Stored dataset items
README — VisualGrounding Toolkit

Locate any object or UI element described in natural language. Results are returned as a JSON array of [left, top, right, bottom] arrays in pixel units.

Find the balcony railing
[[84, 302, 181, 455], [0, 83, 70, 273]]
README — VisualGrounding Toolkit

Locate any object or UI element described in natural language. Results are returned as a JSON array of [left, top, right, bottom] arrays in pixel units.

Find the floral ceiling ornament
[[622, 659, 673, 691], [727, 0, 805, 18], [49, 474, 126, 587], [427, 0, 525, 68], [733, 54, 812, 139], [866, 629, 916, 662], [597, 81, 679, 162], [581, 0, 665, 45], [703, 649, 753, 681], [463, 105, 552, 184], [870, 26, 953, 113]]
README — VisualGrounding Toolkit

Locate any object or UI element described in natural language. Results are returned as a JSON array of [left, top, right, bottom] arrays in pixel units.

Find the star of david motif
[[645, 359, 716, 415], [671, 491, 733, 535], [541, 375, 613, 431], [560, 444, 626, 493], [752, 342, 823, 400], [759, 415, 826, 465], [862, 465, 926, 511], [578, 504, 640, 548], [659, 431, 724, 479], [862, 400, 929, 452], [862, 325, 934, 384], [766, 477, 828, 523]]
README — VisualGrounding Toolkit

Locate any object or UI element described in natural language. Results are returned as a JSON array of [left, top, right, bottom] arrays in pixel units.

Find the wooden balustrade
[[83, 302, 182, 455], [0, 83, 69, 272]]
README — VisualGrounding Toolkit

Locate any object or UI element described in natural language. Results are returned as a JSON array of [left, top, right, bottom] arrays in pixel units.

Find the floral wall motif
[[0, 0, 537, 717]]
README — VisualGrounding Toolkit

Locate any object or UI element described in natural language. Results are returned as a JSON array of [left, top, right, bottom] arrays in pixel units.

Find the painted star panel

WHAT YOU ARE ASKED TO DO »
Repeat only the stretch of lines starting at the one containing "Find the floral wall motif" and running to the final line of the entries above.

ANSWER SECTION »
Find the floral wall motif
[[0, 0, 537, 717]]
README — VisualGrounding Toolkit

Locate any object or UI element described in natural language. Results are returned as a JSON array of [left, top, right, bottom] arrays in pixel units.

Find the painted star panel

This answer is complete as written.